======== TEXT

At one stage this was commonly felt to be so, "but it is generally admitted by scholars today that the author's historical accuracy has been vindicated." [J. N. Geldenhuys, "Luke, Gospel of," New Bible Dictionary, IVP, 1976, p. 757.]  This, we can see from the points just listed.

F.F. Bruce adds: "The historical trustworthiness of Luke's account has been amply confirmed by archaeological discovery.  While he has apologetic and theological interests [mostly, to commend the Christian faith to the Romans as not being a security threat and as being based on a true understanding of God’s intervention into human history in the person and work of Jesus], these do not detract from this detailed accuracy." ["Acts, Book of the," NBD, p. 11. Parenthetical summary and link added.]  

In short, Luke has established his credentials as a sound historian, and has earned the right to be heard and trusted as an authentic voice. Whether or not, what he has to say sits comfortably with modern skepticism, prejudice against the possibility of the supernatural and miraculous, and the question-begging, self-refuting, amoral ideology of evolutionary materialistic scientism.

================
======== DATA ROWS

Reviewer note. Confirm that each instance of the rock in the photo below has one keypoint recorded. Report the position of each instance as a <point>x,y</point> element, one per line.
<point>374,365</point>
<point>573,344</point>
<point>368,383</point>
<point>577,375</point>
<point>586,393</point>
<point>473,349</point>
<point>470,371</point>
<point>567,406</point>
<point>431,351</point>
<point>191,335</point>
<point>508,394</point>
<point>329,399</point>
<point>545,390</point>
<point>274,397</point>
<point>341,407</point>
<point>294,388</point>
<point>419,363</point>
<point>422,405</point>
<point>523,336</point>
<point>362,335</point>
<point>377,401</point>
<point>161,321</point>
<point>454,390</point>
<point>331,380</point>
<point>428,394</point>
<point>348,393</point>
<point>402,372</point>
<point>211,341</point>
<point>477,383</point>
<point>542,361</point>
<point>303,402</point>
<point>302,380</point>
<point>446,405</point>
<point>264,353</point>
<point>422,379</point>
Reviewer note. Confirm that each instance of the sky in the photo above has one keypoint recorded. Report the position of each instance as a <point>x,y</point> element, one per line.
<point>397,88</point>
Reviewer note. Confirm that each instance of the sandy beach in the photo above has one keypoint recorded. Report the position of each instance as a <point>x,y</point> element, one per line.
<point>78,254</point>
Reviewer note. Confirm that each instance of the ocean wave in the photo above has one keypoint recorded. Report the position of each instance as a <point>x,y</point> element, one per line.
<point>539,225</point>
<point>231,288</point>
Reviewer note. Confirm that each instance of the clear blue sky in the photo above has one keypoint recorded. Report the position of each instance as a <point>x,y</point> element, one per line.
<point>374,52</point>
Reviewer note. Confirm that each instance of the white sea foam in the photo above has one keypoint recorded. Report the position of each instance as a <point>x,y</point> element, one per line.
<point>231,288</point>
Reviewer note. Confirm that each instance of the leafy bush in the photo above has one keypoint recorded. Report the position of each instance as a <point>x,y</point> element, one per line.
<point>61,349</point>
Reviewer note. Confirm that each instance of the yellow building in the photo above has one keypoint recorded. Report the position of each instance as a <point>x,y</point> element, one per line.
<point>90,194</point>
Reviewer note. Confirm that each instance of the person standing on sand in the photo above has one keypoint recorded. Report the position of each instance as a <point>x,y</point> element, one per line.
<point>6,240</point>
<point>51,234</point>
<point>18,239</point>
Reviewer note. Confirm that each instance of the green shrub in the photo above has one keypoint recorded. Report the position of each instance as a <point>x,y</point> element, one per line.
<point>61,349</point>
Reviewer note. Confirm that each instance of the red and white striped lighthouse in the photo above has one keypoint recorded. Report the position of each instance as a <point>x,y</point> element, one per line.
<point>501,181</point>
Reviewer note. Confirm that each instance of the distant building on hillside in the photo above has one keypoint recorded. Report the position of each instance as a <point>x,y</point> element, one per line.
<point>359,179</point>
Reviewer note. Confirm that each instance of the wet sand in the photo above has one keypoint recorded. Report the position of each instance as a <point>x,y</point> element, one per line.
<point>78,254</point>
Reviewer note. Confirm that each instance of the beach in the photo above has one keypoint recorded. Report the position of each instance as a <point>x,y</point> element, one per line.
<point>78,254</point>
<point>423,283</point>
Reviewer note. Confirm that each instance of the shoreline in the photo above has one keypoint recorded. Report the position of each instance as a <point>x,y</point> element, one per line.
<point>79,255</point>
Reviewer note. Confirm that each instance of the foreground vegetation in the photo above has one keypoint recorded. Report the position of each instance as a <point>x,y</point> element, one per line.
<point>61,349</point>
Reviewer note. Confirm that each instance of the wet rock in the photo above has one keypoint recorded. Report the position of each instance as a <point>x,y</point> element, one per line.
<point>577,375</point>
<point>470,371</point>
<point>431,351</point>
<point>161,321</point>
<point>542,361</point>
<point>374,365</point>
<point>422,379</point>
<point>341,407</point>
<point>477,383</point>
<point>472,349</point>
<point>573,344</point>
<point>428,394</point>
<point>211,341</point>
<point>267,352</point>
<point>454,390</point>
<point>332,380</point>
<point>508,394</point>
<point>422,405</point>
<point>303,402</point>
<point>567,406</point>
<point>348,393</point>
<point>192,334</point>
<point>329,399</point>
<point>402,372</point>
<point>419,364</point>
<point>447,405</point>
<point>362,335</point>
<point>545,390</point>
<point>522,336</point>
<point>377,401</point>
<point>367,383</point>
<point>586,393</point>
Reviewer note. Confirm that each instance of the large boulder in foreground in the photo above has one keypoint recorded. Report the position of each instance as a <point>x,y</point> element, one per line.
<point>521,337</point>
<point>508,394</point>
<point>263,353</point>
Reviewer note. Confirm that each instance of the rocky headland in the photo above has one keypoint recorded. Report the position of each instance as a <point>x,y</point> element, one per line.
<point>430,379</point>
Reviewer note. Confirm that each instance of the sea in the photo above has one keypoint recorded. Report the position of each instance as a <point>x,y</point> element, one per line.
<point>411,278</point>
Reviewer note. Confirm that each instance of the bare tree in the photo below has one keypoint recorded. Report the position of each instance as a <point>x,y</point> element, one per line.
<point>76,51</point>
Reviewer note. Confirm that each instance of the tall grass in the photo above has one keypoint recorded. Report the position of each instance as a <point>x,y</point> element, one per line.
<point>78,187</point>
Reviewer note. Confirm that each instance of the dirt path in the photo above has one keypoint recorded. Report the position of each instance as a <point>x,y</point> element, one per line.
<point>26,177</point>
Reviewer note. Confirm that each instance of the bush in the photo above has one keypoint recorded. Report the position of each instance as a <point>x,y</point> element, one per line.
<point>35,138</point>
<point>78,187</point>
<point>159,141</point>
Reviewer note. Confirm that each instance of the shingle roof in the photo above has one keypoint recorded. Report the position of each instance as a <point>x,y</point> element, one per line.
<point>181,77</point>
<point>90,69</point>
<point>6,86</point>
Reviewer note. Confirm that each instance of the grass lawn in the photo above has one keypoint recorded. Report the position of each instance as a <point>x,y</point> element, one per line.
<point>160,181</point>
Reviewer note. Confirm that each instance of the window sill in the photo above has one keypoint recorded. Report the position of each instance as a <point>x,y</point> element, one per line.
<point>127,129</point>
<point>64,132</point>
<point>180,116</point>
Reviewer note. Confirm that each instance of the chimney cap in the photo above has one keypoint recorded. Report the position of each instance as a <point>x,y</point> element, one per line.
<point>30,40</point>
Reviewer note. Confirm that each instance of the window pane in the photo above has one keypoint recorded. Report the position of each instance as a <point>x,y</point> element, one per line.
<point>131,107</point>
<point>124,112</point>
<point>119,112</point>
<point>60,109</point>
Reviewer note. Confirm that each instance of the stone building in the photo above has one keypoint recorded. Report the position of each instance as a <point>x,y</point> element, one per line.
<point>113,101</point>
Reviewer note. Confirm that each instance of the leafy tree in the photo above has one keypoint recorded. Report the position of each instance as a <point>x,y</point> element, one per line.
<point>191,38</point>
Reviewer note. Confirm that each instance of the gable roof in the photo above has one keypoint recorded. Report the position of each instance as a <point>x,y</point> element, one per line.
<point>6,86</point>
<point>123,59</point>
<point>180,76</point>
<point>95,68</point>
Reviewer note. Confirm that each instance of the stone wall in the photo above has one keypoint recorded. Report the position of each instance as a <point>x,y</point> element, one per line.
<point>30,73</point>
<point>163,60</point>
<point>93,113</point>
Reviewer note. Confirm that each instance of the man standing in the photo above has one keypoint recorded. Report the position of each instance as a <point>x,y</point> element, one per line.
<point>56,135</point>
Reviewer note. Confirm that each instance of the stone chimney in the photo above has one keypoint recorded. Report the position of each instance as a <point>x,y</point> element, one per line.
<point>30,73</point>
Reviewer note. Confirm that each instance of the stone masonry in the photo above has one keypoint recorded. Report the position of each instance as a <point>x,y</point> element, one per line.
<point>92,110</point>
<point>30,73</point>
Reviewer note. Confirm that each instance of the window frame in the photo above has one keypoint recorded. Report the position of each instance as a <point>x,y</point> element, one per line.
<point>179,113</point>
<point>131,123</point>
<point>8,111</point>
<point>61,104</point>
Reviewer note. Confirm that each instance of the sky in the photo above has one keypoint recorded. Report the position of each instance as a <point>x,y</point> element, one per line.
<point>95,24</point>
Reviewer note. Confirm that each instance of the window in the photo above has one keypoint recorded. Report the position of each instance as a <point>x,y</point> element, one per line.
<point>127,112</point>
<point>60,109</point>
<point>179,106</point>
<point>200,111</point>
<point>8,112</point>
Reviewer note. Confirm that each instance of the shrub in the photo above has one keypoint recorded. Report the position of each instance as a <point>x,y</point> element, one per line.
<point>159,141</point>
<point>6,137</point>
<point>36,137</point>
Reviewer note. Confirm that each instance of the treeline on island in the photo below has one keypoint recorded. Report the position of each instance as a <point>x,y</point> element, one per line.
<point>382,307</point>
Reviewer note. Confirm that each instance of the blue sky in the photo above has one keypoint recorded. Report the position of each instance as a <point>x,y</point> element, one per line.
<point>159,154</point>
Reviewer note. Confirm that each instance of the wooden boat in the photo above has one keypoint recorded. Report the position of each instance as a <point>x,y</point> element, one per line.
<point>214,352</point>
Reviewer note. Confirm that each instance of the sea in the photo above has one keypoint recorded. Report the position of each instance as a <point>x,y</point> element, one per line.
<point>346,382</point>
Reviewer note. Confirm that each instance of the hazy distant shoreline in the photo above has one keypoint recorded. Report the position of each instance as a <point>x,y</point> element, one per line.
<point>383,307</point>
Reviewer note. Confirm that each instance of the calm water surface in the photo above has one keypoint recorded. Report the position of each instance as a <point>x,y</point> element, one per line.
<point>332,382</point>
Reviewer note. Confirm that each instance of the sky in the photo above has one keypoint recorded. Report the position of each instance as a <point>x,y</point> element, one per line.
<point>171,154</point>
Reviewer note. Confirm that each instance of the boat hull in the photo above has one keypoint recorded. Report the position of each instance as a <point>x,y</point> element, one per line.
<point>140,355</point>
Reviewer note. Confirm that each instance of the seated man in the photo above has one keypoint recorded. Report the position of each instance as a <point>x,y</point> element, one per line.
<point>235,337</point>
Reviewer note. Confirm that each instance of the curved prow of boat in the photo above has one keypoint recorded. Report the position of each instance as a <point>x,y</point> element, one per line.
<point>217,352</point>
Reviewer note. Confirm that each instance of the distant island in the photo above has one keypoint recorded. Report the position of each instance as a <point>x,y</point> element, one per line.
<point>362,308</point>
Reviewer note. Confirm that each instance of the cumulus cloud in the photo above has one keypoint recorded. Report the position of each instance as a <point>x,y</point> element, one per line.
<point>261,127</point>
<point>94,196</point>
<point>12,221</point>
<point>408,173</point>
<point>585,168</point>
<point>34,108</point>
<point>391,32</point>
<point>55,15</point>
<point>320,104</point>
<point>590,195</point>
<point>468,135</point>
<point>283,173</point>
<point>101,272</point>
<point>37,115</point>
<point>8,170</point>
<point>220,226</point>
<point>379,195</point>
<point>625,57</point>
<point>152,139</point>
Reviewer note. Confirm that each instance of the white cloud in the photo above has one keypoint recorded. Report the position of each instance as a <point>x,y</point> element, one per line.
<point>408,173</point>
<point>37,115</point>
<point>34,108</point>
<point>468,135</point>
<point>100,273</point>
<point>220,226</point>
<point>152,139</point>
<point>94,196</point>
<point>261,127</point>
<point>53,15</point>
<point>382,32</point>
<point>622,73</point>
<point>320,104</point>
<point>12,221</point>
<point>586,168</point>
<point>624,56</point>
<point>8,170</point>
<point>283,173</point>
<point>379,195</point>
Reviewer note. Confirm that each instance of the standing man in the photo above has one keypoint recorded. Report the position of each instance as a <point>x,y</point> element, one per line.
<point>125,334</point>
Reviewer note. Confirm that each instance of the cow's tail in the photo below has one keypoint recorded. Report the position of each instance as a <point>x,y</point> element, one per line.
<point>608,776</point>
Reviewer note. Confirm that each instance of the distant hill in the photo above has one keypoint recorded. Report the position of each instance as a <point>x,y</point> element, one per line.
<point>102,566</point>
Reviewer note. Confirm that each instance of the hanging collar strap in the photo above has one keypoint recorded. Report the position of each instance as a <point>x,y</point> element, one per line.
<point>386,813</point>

================

• WHAT YOU SHOULD DO: Reproduce word for word the part of the text on Luke's accuracy as a historian from "At one stage" to "points just listed.". These data come from a separate source.

• WRITTEN ANSWER:
At one stage this was commonly felt to be so, "but it is generally admitted by scholars today that the author's historical accuracy has been vindicated." [J. N. Geldenhuys, "Luke, Gospel of," New Bible Dictionary, IVP, 1976, p. 757.]  This, we can see from the points just listed.